▸ **課題**
合弁事業に関する記事のうち、「Hinode Technologiesの主要事業は二本柱となる。」で始まり「いく方針を示しているという。」に至るまでの部分を、一字一句違えずに書き写してください。

ブロックチェーン技術の専門知識と顧客基盤を融合し新たな価値創出へ

両社の合弁は、急速に進展するブロックチェーン技術と高まる暗号資産管理のニーズに応えるための戦略的判断であると考えられる。出資比率はgC Labsが65.97%、TISが34.03%となり、総額9.9億円(資本金4.95億円および同額の資本準備金)を投入する大型プロジェクトだ。

Hinode Technologiesの主要事業は二本柱となる。
一つ目はブロックチェーンのノード運営(※1)事業である。ブロックチェーン上でのトランザクション承認・管理を行い、運営者報酬やステーキング報酬(※2)の獲得を目指す。
二つ目は暗号資産会計管理システムの開発・提供だ。暗号資産の会計処理は複雑で煩雑だが、システム開発によってこの課題を解決していく方針を示しているという。

このビジネスモデルの強みは、TISが保有する15,000社以上の顧客ネットワークとシステム分野での知見と、gC Labsが有するノード運営および暗号資産管理の専門技術を組み合わせた点にある。この相乗効果により、企業向け暗号資産サービス市場での競争力強化が見込まれるだろう。

※1 ノード運営:ブロックチェーンネットワークにおいて、取引データの検証や記録を行うコンピューターサーバーの運用管理のこと。ネットワークの安定性維持に貢献する対価として報酬が得られる仕組み。

※2 ステーキング報酬:暗号資産をネットワークの安全性維持のために「預ける(ステーキングする)」ことで得られる報酬。

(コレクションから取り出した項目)
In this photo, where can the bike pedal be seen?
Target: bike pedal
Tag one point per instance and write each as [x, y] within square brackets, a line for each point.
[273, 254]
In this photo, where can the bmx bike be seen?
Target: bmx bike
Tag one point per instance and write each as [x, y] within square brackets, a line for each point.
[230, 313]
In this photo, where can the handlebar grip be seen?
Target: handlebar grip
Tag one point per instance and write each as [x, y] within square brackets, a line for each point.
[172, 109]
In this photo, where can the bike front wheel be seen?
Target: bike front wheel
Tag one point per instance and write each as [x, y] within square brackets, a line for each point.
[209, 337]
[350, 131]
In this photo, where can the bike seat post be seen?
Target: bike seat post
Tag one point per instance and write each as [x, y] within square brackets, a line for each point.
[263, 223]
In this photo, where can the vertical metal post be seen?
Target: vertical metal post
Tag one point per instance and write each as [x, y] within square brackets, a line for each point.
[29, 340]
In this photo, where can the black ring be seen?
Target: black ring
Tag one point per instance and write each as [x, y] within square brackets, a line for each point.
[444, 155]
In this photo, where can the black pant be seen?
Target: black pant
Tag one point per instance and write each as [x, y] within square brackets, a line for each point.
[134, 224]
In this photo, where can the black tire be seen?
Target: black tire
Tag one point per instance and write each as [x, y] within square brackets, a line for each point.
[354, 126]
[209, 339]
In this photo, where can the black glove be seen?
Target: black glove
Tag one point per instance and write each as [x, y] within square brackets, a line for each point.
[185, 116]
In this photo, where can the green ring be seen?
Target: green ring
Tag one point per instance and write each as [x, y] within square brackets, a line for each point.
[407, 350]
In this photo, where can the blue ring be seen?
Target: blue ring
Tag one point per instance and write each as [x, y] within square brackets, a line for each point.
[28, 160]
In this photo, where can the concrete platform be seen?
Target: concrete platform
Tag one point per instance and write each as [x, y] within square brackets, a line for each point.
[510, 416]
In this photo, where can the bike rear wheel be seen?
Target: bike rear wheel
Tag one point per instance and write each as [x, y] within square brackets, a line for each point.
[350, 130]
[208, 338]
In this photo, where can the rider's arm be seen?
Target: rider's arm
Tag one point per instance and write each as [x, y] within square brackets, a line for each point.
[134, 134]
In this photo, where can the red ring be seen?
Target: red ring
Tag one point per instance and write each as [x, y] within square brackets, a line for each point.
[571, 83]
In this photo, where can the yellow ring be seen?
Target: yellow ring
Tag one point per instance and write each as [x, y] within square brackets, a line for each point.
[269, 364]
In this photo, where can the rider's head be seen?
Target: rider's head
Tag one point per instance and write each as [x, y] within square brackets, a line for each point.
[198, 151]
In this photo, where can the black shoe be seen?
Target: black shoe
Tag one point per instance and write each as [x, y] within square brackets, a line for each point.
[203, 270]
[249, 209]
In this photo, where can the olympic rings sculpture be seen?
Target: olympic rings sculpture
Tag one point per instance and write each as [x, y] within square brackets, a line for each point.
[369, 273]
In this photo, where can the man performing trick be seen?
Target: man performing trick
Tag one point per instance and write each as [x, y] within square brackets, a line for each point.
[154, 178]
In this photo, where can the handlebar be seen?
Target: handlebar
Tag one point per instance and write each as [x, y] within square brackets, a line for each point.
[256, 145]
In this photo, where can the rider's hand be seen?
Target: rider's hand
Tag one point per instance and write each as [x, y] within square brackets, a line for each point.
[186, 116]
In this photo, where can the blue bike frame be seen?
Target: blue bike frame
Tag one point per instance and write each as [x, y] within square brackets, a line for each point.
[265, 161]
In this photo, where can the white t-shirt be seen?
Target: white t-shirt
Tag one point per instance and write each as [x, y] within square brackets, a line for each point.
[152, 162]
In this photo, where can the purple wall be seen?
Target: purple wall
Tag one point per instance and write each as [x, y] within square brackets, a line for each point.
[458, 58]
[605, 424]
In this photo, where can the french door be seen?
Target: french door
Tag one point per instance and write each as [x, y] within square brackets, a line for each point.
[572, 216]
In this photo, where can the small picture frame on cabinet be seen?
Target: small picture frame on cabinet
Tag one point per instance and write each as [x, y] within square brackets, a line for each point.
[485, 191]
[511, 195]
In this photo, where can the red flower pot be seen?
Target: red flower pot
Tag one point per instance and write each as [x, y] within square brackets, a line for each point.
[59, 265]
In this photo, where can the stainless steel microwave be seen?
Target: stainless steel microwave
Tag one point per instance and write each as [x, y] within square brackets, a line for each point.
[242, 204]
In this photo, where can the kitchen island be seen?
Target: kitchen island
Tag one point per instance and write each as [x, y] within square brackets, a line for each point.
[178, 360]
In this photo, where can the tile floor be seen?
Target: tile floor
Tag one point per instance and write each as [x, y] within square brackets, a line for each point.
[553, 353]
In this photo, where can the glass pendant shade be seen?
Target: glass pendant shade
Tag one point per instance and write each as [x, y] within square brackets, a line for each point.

▸ **記述回答**
Hinode Technologiesの主要事業は二本柱となる。
一つ目はブロックチェーンのノード運営(※1)事業である。ブロックチェーン上でのトランザクション承認・管理を行い、運営者報酬やステーキング報酬(※2)の獲得を目指す。
二つ目は暗号資産会計管理システムの開発・提供だ。暗号資産の会計処理は複雑で煩雑だが、システム開発によってこの課題を解決していく方針を示しているという。